▼

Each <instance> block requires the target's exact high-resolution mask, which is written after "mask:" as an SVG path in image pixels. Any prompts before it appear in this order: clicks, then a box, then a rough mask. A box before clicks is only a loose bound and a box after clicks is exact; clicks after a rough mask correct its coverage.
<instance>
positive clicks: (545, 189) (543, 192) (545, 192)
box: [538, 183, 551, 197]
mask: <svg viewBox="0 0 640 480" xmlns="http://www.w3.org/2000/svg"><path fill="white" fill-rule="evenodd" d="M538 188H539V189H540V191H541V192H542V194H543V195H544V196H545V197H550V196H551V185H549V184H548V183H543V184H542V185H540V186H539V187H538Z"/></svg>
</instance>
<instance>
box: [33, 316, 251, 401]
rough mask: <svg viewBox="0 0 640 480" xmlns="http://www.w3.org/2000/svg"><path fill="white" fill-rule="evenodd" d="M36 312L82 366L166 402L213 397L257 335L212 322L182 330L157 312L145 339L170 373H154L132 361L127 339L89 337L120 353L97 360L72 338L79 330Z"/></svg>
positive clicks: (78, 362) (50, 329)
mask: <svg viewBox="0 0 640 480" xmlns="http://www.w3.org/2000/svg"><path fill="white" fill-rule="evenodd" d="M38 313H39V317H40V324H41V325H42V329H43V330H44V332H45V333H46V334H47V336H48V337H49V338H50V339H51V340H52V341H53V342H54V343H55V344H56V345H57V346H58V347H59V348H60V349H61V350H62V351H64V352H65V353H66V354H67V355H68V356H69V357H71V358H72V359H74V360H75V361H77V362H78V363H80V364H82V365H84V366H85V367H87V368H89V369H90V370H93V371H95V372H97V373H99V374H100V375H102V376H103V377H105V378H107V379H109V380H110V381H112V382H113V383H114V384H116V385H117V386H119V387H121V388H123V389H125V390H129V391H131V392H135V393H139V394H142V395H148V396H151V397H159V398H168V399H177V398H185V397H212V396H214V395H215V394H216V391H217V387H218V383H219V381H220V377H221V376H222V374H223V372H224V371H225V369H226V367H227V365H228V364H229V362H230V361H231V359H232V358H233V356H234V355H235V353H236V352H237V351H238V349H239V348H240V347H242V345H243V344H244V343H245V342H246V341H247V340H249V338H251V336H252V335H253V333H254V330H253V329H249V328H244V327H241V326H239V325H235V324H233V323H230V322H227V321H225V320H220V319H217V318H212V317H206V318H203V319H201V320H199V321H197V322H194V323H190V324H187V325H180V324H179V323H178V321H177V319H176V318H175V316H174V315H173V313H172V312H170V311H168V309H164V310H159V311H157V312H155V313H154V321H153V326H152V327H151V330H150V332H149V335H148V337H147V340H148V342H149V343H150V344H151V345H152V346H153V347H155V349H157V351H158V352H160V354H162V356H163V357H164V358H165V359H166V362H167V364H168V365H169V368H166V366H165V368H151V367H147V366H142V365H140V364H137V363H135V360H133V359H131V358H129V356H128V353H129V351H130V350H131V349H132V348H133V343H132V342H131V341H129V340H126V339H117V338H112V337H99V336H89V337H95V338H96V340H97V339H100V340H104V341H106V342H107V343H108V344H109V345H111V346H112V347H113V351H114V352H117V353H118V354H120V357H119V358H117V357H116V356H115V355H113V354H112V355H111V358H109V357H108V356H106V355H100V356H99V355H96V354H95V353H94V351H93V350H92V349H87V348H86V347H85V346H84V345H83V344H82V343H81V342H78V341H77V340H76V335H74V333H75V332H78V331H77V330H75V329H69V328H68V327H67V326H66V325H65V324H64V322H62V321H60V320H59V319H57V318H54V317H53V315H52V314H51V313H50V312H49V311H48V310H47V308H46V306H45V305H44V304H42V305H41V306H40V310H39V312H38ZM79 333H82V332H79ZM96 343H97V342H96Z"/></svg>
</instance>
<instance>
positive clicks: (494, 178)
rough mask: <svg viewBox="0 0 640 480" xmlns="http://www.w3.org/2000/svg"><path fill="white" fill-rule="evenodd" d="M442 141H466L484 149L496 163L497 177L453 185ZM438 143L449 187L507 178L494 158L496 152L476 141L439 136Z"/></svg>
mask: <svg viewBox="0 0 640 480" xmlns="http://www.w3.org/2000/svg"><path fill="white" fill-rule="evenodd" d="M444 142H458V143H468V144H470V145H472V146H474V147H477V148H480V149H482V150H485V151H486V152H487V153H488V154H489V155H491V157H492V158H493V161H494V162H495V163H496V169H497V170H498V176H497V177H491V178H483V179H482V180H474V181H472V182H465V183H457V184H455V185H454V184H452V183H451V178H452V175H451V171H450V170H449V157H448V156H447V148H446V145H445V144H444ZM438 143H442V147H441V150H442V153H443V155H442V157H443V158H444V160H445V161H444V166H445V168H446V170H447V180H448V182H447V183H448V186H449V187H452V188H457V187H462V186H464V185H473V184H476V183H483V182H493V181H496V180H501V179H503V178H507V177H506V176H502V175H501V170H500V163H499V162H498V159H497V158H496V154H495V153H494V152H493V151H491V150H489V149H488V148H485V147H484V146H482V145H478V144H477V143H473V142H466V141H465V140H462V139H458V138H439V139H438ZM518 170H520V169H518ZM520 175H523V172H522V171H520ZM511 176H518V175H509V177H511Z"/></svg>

▲

An exact retyping of the full listing is required.

Each <instance> block requires the target's exact high-resolution mask, which is written after "mask:" as an SVG path in image pixels. Any prompts before it appear in this order: clicks, then a box, then a rough mask. A box before clicks is only a loose bound and a box after clicks is exact; clicks after a rough mask correct its coverage.
<instance>
positive clicks: (545, 189) (543, 192) (545, 192)
box: [538, 183, 551, 197]
mask: <svg viewBox="0 0 640 480" xmlns="http://www.w3.org/2000/svg"><path fill="white" fill-rule="evenodd" d="M538 188H539V189H540V191H541V192H542V194H543V195H544V196H545V197H550V196H551V185H549V184H548V183H543V184H542V185H540V186H539V187H538Z"/></svg>
</instance>
<instance>
box: [33, 316, 251, 401]
rough mask: <svg viewBox="0 0 640 480" xmlns="http://www.w3.org/2000/svg"><path fill="white" fill-rule="evenodd" d="M36 312L82 366L166 402L213 397L257 335L212 322L182 330L157 312L145 339L170 373H154L132 361L127 339L89 337L120 353L97 360L72 338L79 330Z"/></svg>
positive clicks: (78, 362) (50, 329)
mask: <svg viewBox="0 0 640 480" xmlns="http://www.w3.org/2000/svg"><path fill="white" fill-rule="evenodd" d="M38 313H39V317H40V324H41V325H42V329H43V330H44V332H45V333H46V334H47V336H48V337H49V338H50V339H51V340H52V341H53V342H54V343H55V344H56V345H57V346H58V347H59V348H60V349H61V350H62V351H64V352H65V353H66V354H67V355H68V356H69V357H71V358H72V359H74V360H75V361H77V362H78V363H80V364H82V365H84V366H85V367H87V368H89V369H90V370H93V371H95V372H97V373H99V374H100V375H102V376H103V377H105V378H107V379H109V380H110V381H112V382H113V383H114V384H116V385H117V386H119V387H121V388H123V389H125V390H129V391H131V392H135V393H139V394H142V395H148V396H151V397H159V398H168V399H177V398H185V397H212V396H214V395H215V394H216V391H217V387H218V383H219V381H220V377H221V376H222V374H223V372H224V371H225V369H226V367H227V365H228V364H229V362H230V361H231V359H232V358H233V356H234V355H235V353H236V352H237V351H238V349H239V348H240V347H242V345H243V344H244V343H245V342H246V341H247V340H249V338H251V336H252V335H253V333H254V330H253V329H249V328H244V327H241V326H239V325H235V324H233V323H230V322H227V321H225V320H220V319H217V318H212V317H206V318H203V319H201V320H199V321H197V322H194V323H190V324H187V325H180V324H179V323H178V321H177V319H176V318H175V316H174V315H173V313H172V312H170V311H168V309H164V310H159V311H157V312H155V313H154V321H153V326H152V327H151V330H150V332H149V335H148V337H147V340H148V342H149V343H150V344H151V345H152V346H153V347H155V349H157V351H158V352H160V354H162V356H163V357H164V358H165V359H166V362H167V364H168V365H169V368H166V366H165V368H151V367H147V366H142V365H140V364H137V363H135V360H133V359H131V358H129V356H128V353H129V351H130V350H131V349H132V348H133V343H132V342H131V341H129V340H126V339H117V338H112V337H99V336H89V337H95V338H96V340H97V339H100V340H104V341H106V342H107V343H108V344H109V345H111V346H112V347H113V351H114V352H117V353H118V354H120V357H119V358H117V357H116V356H115V355H113V354H112V355H111V358H109V357H108V356H106V355H100V356H99V355H96V354H95V353H94V351H93V350H92V349H87V348H86V347H85V346H84V345H83V344H82V343H81V342H78V341H77V340H76V335H74V333H75V332H78V331H77V330H75V329H69V328H68V327H67V326H66V325H65V324H64V322H62V321H60V320H59V319H57V318H54V317H53V315H52V314H51V313H50V312H49V311H48V310H47V308H46V306H45V305H44V304H42V305H41V306H40V310H39V312H38ZM79 333H82V332H79ZM96 343H97V342H96Z"/></svg>
</instance>
<instance>
positive clicks: (494, 178)
rough mask: <svg viewBox="0 0 640 480" xmlns="http://www.w3.org/2000/svg"><path fill="white" fill-rule="evenodd" d="M442 141H466L484 149L496 163L497 177L453 185ZM438 143L449 187L507 178L494 158L496 152L476 141L439 136Z"/></svg>
mask: <svg viewBox="0 0 640 480" xmlns="http://www.w3.org/2000/svg"><path fill="white" fill-rule="evenodd" d="M444 142H458V143H468V144H470V145H472V146H474V147H477V148H480V149H482V150H485V151H486V152H487V153H488V154H489V155H491V157H492V158H493V161H494V162H495V163H496V169H497V170H498V176H497V177H491V178H483V179H482V180H474V181H472V182H465V183H457V184H455V185H454V184H452V183H451V178H452V175H451V171H450V170H449V157H448V156H447V148H446V145H445V144H444ZM438 143H442V147H441V150H442V153H443V155H442V157H443V158H444V160H445V161H444V166H445V168H446V170H447V180H448V182H447V183H448V186H449V187H452V188H457V187H462V186H464V185H473V184H476V183H483V182H493V181H496V180H501V179H503V178H507V177H506V176H502V175H501V170H500V163H499V162H498V159H497V158H496V154H495V153H494V152H493V151H491V150H489V149H488V148H485V147H484V146H482V145H478V144H477V143H473V142H466V141H465V140H462V139H458V138H439V139H438ZM518 170H520V169H518ZM520 175H523V172H522V171H520ZM511 176H518V175H509V177H511Z"/></svg>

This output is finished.